> Excerpt provided:
◆ ◆ ◆ ◆ ◆ ◆ ◆
MadSci Network: Evolution
Query:

Re: A comb as common ancestor for bilateralia and radiata?

Date: Tue Apr 2 08:05:56 2013
Posted By: Mike Klymkowsky, Professor
Area of science: Evolution
ID: 1363834120.Ev
Message:

ediacaran relationship to modern animals

ediacarian fossils

 

The major issue with your model, and all other models for that matter, is the nature of the relationship, if any, between Ediacaran organisms and modern animals.

The ediacarans lived between 575 to 565 million years ago, and had disappeared by 540 million years ago. The Cambrian explosion revealed organisms, clearly related to modern animals, and occurred ~530 million years ago.

Careful analysis of fossil ensembles suggests that ediacarans, whatever their nature, were non-motile (see Narbonne, 2005).

It is not clear how one goes from non-motile ediacarans to the various types of motile organisms from which modern animals are descended.

 

There is evidence, however, for bilateral, worm-like organisms, present in ediacaran fossil formations.

These are recognized not by body fossils (in fact there are none), but rather by the presence of burrows through the sediment. These burrows indicate active movement, grazing and predation.

Current thinking, I believe, is that if ediacarans have modern descendents, they would be related to the sponges (porifera).

  phylogeny
 

While it is impressive how many conclusions can be drawn from the type of careful analysis described by Narbonne, one critical piece of evidence that is missing, and impossible to get, is information on the organisms' genes.

Genomic data has been critical to resolving phylogenic relationships (see Field et al., 1988; Ruiz-Trillo e al., 1999). For example, it revealed that organisms as dissimilar as fruit flies, mice, and humans use similar signaling and gene regulatory systems to establish their major body axes.

Gene and genomic data would be essential to unambiguously resolve the relationship between ediacarans and other animals (assuming that ediacarans are animals), but at the moment, they appear not to be one of our ancestors.
◆ ◆ ◆ ◆ ◆ ◆ ◆
> Parts of the exercise:
- A) Using the MadSci answer on Ediacaran fossils, explain in one to three sentences how bilateral, worm-like organisms are identified in ediacaran fossil formations and what that evidence indicates.
- B) Reproduce word for word the part of the MadSci answer on Ediacaran fossils starting with "While it is" and going on through "of our ancestors.".

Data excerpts
◆ ◆ ◆ ◆ ◆ ◆ ◆
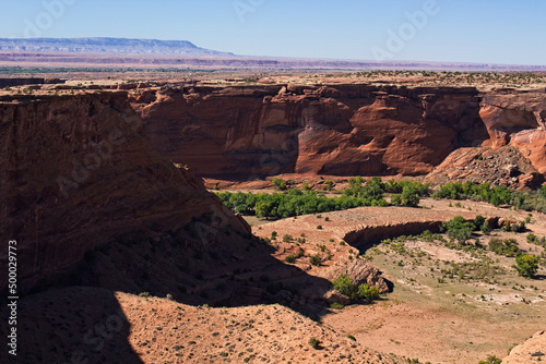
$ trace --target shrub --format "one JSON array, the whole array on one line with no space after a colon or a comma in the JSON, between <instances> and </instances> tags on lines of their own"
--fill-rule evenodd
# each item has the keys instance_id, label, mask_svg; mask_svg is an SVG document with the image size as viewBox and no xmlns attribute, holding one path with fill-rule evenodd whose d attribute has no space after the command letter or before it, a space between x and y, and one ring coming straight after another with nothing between
<instances>
[{"instance_id":1,"label":"shrub","mask_svg":"<svg viewBox=\"0 0 546 364\"><path fill-rule=\"evenodd\" d=\"M538 257L531 254L522 254L515 258L515 269L523 277L534 277L538 270Z\"/></svg>"},{"instance_id":2,"label":"shrub","mask_svg":"<svg viewBox=\"0 0 546 364\"><path fill-rule=\"evenodd\" d=\"M482 223L479 230L482 230L482 232L486 235L488 235L491 232L491 228L489 227L489 223L487 221L484 221L484 223Z\"/></svg>"},{"instance_id":3,"label":"shrub","mask_svg":"<svg viewBox=\"0 0 546 364\"><path fill-rule=\"evenodd\" d=\"M332 191L332 187L334 185L334 181L332 180L327 180L325 181L325 184L327 184L327 191Z\"/></svg>"},{"instance_id":4,"label":"shrub","mask_svg":"<svg viewBox=\"0 0 546 364\"><path fill-rule=\"evenodd\" d=\"M483 217L482 215L478 215L474 218L474 226L475 227L482 227L485 222L486 222L485 217Z\"/></svg>"},{"instance_id":5,"label":"shrub","mask_svg":"<svg viewBox=\"0 0 546 364\"><path fill-rule=\"evenodd\" d=\"M379 289L376 286L367 283L358 286L358 296L361 300L373 301L379 299Z\"/></svg>"},{"instance_id":6,"label":"shrub","mask_svg":"<svg viewBox=\"0 0 546 364\"><path fill-rule=\"evenodd\" d=\"M455 216L453 220L442 225L450 239L459 241L460 244L466 243L475 229L473 222L467 222L462 216Z\"/></svg>"},{"instance_id":7,"label":"shrub","mask_svg":"<svg viewBox=\"0 0 546 364\"><path fill-rule=\"evenodd\" d=\"M491 239L489 240L489 250L498 255L513 257L521 254L518 242L514 239Z\"/></svg>"},{"instance_id":8,"label":"shrub","mask_svg":"<svg viewBox=\"0 0 546 364\"><path fill-rule=\"evenodd\" d=\"M353 279L345 274L342 274L340 278L334 279L332 284L334 286L334 290L343 295L346 295L351 300L354 300L358 293L358 288L353 282Z\"/></svg>"},{"instance_id":9,"label":"shrub","mask_svg":"<svg viewBox=\"0 0 546 364\"><path fill-rule=\"evenodd\" d=\"M345 307L345 306L344 306L344 305L342 305L342 304L341 304L341 303L339 303L339 302L332 302L332 303L330 304L330 308L333 308L333 310L343 310L344 307Z\"/></svg>"},{"instance_id":10,"label":"shrub","mask_svg":"<svg viewBox=\"0 0 546 364\"><path fill-rule=\"evenodd\" d=\"M486 361L479 361L478 364L501 364L502 361L495 355L487 356Z\"/></svg>"},{"instance_id":11,"label":"shrub","mask_svg":"<svg viewBox=\"0 0 546 364\"><path fill-rule=\"evenodd\" d=\"M284 262L294 263L294 262L296 262L296 256L294 254L290 254L286 258L284 258Z\"/></svg>"},{"instance_id":12,"label":"shrub","mask_svg":"<svg viewBox=\"0 0 546 364\"><path fill-rule=\"evenodd\" d=\"M274 178L271 180L271 182L281 191L284 191L287 189L286 181L283 179L277 179Z\"/></svg>"},{"instance_id":13,"label":"shrub","mask_svg":"<svg viewBox=\"0 0 546 364\"><path fill-rule=\"evenodd\" d=\"M319 349L320 341L317 338L310 338L309 344L311 345L312 349Z\"/></svg>"}]
</instances>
◆ ◆ ◆ ◆ ◆ ◆ ◆
> Task-by-task solutions:
- A) They are recognized not by body fossils, of which there are none, but by burrows through the sediment. These burrows indicate active movement, grazing and predation.

- B)
While it is impressive how many conclusions can be drawn from the type of careful analysis described by Narbonne, one critical piece of evidence that is missing, and impossible to get, is information on the organisms' genes.

Genomic data has been critical to resolving phylogenic relationships (see Field et al., 1988; Ruiz-Trillo e al., 1999). For example, it revealed that organisms as dissimilar as fruit flies, mice, and humans use similar signaling and gene regulatory systems to establish their major body axes.

Gene and genomic data would be essential to unambiguously resolve the relationship between ediacarans and other animals (assuming that ediacarans are animals), but at the moment, they appear not to be one of our ancestors.